Source text:
==================================================
Chemistry FORMATION OF COMPLEXES,ALLOY AND INTERSTETIAL COMPOUND & CATALYTIC PROPERTIES

Formation of Complexes :

By virtue of their small size, comparatively high nuclear or ionic charge and availability of vacant `d`-orbitals of suitable energy, these metals exert strong electrostatic attraction on the ligands. The species formed on interaction of metal and the ligand (or ligands) is known as a complex.

The transition metal ions form complexes because of the following reasons :

(a) Their small cation size.

(b) High effective nuclear charge.

(c) Availability of vacant (`n-1`) `d`-orbitals of appropriate energy.

(d) The structure commonly found in such complex are linear (i.e. co-ordination number, `C.N.=2`), square planer (`C.N. =4`), tetrahedral (`CN = 4`) or octahedral (`CN = 6`).

(e) Cobalt form more complex than any other elements.

`Co^(3+) + 6 NH_3 -> [Co (NH)_6]^(3+)`

`Fe^2 + 6CN^(-) -> [Fe (CN)_6]^(4-)`

`Co^(3+) + 6 H_2O -> [Co(H_2 O)_6]^(3+)`

See given table for more examples.

Formation of Interstitial Compounds :

(i) Small non metallic atom such as `H`, `B`, `C`, `N` etc. are able to occupy interstitial space of the lattice of the `d`-block elements to form combinations which are termed interstitial compounds.

(ii) These are non-stoichiometric in nature and do not follow the common rule of valency.

(iii) These interstitial compounds have similar chemical properties as the parent metal but differ appreciably in their physical properties such as density, hardness and conductivity.

Alloy Formation :

(i) Transition metals form a large number of alloys.

(ii) `d`-block elements are quite similar in atomic size, the atom of one metal can substitute the atoms of other metal in its crystal lattices.

(iii) Thus, on cooling a mixture solution of two or more transition metals, smooth solid, alloys are formed.

(iv) Alloy containing mercury as one of the constituent elements are called amalgams.
==================================================
Data for grounding referring expressions:

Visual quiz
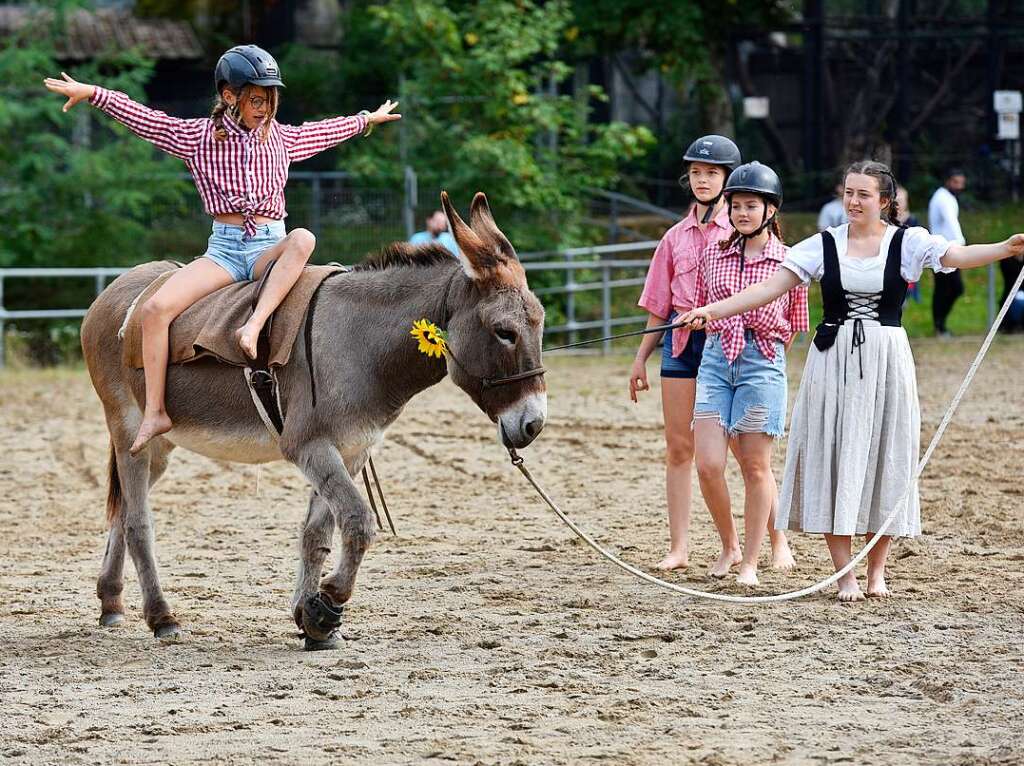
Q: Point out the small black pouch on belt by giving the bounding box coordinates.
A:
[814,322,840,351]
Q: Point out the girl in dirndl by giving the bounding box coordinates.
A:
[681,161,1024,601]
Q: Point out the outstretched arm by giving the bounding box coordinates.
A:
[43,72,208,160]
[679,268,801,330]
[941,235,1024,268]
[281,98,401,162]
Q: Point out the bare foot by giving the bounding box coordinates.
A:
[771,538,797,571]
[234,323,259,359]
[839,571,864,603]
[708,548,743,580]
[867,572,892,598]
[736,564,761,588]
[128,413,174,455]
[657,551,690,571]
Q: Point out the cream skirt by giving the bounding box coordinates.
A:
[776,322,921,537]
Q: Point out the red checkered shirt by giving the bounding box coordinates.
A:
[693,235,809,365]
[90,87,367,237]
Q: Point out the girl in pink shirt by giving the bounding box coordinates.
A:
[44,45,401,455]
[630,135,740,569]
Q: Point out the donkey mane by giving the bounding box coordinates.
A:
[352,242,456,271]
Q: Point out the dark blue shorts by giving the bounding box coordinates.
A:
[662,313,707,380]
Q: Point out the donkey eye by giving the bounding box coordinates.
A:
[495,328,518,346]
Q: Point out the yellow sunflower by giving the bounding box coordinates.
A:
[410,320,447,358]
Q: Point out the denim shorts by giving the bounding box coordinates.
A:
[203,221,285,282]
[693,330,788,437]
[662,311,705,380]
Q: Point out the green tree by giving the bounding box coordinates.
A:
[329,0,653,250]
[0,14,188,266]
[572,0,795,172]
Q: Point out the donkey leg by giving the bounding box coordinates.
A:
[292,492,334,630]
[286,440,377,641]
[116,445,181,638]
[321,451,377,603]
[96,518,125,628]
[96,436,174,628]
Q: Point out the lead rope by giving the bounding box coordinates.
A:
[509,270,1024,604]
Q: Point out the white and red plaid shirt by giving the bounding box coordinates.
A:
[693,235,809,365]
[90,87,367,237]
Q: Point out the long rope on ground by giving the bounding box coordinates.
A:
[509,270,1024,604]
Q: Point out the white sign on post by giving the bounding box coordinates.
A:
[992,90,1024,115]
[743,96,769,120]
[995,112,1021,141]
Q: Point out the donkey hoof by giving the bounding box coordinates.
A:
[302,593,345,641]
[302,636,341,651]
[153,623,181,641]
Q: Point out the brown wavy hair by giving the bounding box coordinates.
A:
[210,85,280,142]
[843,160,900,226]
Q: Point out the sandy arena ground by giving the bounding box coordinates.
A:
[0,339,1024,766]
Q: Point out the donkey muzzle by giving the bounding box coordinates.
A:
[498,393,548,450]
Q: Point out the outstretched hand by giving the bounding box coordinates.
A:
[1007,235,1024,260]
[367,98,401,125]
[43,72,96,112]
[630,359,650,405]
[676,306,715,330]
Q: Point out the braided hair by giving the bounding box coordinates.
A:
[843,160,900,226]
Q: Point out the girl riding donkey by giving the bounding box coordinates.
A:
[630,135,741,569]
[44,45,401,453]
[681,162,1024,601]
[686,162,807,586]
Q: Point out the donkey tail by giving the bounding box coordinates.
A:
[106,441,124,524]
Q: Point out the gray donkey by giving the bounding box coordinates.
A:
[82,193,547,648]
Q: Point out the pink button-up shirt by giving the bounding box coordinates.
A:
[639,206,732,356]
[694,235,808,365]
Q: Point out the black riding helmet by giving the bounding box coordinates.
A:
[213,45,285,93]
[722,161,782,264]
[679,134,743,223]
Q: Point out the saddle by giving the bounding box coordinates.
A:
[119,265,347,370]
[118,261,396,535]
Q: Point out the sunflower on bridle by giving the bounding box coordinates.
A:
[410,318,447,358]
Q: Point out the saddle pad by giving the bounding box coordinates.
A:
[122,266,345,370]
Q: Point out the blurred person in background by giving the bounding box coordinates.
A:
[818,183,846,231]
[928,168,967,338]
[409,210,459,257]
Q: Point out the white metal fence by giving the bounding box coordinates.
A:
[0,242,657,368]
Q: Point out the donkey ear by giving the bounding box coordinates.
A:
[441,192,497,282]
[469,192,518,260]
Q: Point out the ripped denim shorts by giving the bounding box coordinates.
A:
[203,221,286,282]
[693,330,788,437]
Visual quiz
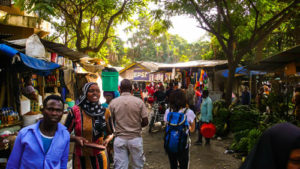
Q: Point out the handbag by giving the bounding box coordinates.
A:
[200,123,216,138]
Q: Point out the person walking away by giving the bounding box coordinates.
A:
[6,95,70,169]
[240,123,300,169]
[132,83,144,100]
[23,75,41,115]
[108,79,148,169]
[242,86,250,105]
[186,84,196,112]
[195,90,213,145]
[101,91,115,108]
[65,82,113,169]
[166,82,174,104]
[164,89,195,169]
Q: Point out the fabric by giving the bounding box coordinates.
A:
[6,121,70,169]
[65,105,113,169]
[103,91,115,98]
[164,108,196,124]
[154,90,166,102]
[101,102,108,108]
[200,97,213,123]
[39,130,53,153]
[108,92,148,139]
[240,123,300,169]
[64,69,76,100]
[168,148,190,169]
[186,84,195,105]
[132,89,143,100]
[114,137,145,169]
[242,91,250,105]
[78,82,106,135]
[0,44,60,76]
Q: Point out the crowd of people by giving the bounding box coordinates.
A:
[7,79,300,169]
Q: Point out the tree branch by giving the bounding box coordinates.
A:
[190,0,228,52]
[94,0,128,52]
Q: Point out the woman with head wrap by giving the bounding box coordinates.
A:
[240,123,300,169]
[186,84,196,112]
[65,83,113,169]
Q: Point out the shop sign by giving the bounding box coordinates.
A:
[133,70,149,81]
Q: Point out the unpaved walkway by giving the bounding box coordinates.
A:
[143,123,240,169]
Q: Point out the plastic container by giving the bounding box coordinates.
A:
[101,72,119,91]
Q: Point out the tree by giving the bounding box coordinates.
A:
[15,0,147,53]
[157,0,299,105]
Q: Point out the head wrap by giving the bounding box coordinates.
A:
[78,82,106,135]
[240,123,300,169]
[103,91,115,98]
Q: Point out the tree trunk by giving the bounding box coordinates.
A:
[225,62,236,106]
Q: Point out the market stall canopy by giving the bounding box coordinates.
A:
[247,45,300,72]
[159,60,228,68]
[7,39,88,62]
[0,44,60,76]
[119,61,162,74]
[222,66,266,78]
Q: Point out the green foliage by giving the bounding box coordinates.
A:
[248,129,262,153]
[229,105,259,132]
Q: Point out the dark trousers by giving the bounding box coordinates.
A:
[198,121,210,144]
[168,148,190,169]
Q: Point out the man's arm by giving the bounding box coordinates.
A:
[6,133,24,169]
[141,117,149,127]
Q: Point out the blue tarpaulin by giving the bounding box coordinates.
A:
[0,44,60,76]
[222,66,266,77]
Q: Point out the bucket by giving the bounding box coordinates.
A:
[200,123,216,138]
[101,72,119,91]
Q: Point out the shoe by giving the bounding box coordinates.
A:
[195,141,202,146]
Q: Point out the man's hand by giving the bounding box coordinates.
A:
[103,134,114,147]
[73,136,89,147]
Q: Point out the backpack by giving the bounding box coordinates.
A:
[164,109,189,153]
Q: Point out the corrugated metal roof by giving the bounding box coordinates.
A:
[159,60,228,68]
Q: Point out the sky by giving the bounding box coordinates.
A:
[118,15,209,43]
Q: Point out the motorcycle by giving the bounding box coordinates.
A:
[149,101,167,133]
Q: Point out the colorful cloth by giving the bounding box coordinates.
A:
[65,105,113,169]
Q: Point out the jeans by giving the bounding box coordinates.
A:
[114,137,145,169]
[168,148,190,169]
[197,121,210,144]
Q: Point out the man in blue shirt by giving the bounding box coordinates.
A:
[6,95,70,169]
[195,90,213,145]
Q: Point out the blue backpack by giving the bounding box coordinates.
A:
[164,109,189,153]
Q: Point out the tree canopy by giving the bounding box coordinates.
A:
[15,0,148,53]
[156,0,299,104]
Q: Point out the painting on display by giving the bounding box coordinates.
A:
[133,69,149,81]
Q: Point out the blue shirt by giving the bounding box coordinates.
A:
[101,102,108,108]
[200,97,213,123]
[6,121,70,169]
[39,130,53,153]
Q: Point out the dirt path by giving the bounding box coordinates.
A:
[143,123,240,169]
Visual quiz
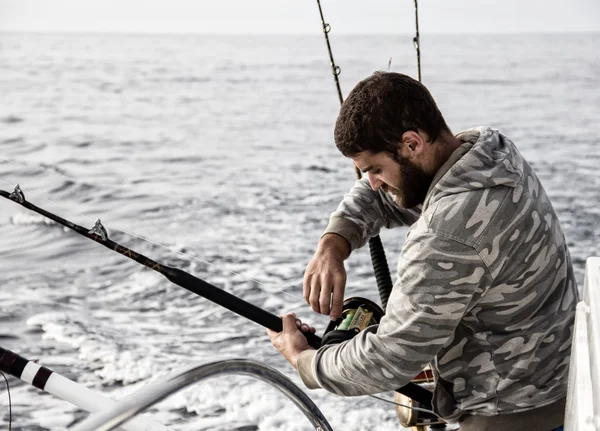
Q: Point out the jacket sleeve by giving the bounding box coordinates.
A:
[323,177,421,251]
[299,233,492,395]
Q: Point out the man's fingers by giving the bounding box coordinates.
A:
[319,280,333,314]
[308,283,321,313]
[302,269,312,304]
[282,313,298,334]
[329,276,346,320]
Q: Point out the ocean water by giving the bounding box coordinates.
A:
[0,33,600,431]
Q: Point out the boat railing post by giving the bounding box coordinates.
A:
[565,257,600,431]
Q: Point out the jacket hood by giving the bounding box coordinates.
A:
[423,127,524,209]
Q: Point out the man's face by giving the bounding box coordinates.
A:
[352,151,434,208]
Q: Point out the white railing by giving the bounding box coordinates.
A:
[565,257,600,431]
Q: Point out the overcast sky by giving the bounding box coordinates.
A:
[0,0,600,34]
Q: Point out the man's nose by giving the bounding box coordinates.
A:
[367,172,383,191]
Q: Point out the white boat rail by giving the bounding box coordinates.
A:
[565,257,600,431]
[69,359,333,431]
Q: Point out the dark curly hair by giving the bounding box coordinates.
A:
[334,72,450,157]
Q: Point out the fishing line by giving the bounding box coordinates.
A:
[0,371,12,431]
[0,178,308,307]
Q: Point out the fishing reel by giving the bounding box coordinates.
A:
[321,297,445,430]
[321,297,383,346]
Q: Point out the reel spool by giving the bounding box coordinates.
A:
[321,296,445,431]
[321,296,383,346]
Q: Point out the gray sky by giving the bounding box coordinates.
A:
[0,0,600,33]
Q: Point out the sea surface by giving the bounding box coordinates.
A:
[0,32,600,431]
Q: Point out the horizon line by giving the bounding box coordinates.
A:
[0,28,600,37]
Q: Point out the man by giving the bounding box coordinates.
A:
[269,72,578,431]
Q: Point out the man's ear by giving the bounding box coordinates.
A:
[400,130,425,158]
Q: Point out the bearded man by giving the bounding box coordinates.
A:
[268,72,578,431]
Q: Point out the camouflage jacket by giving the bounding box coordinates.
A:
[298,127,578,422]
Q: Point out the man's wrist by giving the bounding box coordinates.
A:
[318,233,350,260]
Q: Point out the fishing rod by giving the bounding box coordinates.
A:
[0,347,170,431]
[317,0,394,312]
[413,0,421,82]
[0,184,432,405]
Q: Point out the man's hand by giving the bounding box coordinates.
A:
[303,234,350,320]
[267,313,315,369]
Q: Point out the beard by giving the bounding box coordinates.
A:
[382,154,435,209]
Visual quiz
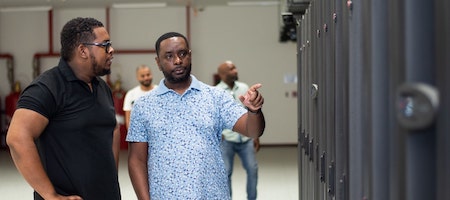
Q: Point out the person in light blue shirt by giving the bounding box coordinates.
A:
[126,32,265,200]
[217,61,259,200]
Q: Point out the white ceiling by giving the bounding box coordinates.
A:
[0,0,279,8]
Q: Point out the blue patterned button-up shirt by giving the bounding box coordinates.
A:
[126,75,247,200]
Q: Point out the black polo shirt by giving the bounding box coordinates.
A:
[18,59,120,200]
==================================================
Tasks to complete:
- a) Repeat a passage of the text on transition metals word for word, starting at the words that contain "Chemistry FORMATION OF" and stopping after "of appropriate energy.".
- b) Please carry on the text on transition metals from its last sentence onward.
The items are a separate set of material, apart from the text on transition metals.

Set of answers:
- a)
Chemistry FORMATION OF COMPLEXES,ALLOY AND INTERSTETIAL COMPOUND & CATALYTIC PROPERTIES

Formation of Complexes :

By virtue of their small size, comparatively high nuclear or ionic charge and availability of vacant `d`-orbitals of suitable energy, these metals exert strong electrostatic attraction on the ligands. The species formed on interaction of metal and the ligand (or ligands) is known as a complex.

The transition metal ions form complexes because of the following reasons :

(a) Their small cation size.

(b) High effective nuclear charge.

(c) Availability of vacant (`n-1`) `d`-orbitals of appropriate energy.

- b)
(v) The purpose of making alloy is to develop some useful properties which are absent in constituent element.

Catalytic Properties :

Many transition metals & their compounds have catalytic properties. Some common examples are-

(a) In some cases the transition metals with their variable valency may fonn unstable intermediate compounds.

(b) In other cases the transition metal provide a suitable reaction surface.

(c) Enzymes are catalyst that enhance the rate of specific reactions. Some enzymes require the presence of metal ions as cofactors and these are called metalloenzymes.

(i) `TiCl_3`- Used as Ziegler- Natta catalyst in the production of polyethene.

(ii) `V_2O_5`- Convert `SO_2` to `SO_3` in the contact process for making `H_2SO_4`.

(iii) `MnO_2`- Used as a catalyst to decompose `KClO_3` to give `O_2`.

(iv) `Fe`-promoted iron is used in Haber- Bosch process for making `NH_3`.

(v) `FeCl_3`- Used for making `C Cl_4` from `CS_2 & Cl_2`.

(vi) `FeSO_4` & `H_2O_2`- Used as Fenton's reagent for oxidizing alcohol to aldehyde.

(vii) `Pt`- used as a catalyst in the manufacture of `H_2SO_4`.

(viii) `Ni`- used as a catalyst in the hydrogenation of oils.

(ix) `PdCl_2`- Wacker process for converting `C_2H_4 + H_2O + PdCl_2` to `CH_3CHO + 2HCl + Pd`.

(x) `(Pt)//(PtO)`- Adams catalyst, used for reduction.